[Activity]: Start to finish, print the entries exactly, and carry none of the pictures over.

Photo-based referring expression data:
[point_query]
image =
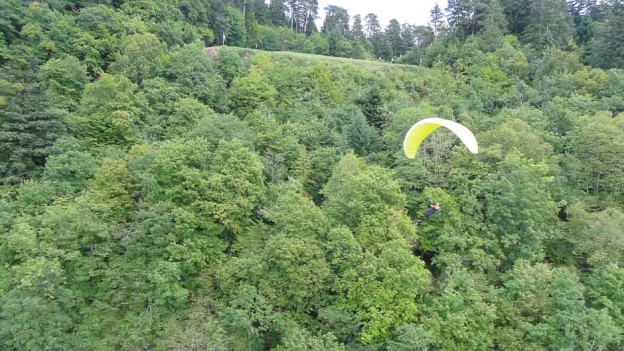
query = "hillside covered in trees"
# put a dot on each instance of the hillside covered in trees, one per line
(156, 194)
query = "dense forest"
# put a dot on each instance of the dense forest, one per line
(159, 191)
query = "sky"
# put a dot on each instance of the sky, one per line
(405, 11)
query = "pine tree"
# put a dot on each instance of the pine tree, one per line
(372, 25)
(437, 19)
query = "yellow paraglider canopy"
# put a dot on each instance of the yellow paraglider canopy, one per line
(425, 127)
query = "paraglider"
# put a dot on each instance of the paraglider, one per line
(432, 209)
(421, 130)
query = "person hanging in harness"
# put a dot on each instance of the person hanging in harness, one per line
(433, 209)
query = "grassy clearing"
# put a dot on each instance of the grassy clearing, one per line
(307, 59)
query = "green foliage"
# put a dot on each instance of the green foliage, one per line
(157, 194)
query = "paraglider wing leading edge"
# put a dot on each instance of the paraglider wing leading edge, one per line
(421, 130)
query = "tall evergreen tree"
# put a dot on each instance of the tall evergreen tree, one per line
(437, 19)
(357, 30)
(336, 18)
(393, 33)
(372, 25)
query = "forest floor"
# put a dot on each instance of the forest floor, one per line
(310, 58)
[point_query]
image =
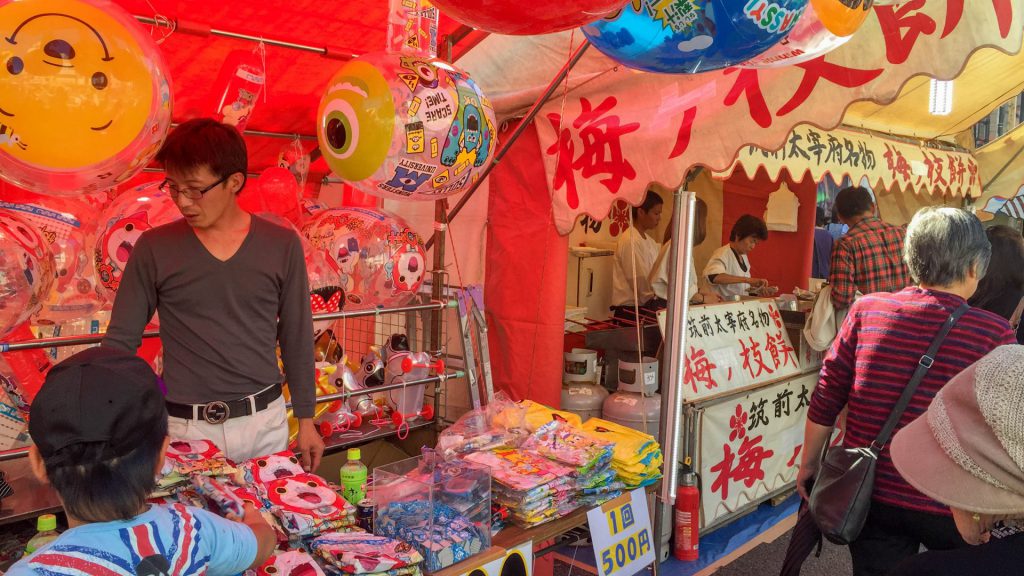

[Written response]:
[point_query]
image =
query = "hillside covered in trees"
# put a dot on each instance of the hillside covered in trees, one per line
(156, 194)
query = "dense forest"
# put a dot on each instance of the dense forest, one per line
(159, 191)
query = "sky"
# put a dot on each instance of the sky, one per line
(405, 11)
query = "pine tree"
# put a dot on each instance of the pine tree, one per line
(372, 25)
(437, 19)
query = "yellow paraglider canopy"
# put a dot on each instance of the yellow paraglider canopy, one per line
(425, 127)
query = "paraglider"
# put a dot on each instance of the paraglider, one per line
(432, 209)
(421, 130)
query = "person hanging in harness"
# put a dot on each instance of the person hanging in harness, one per line
(433, 209)
query = "grassy clearing"
# put a dot on each instance of the grassy clearing, one per line
(307, 59)
query = "green foliage"
# put a dot on each instance of the green foliage, one per line
(157, 194)
query = "paraglider wing leading edge"
# put a dot on each instance of the paraglider wing leading edge, one per line
(421, 130)
query = "tall evergreen tree"
# put a dot on each instance of the tall evergreen tree, one per line
(437, 19)
(357, 30)
(336, 18)
(393, 33)
(372, 25)
query = "forest floor"
# put a dot on each instance of the forest floor, one per line
(310, 58)
[point_query]
image =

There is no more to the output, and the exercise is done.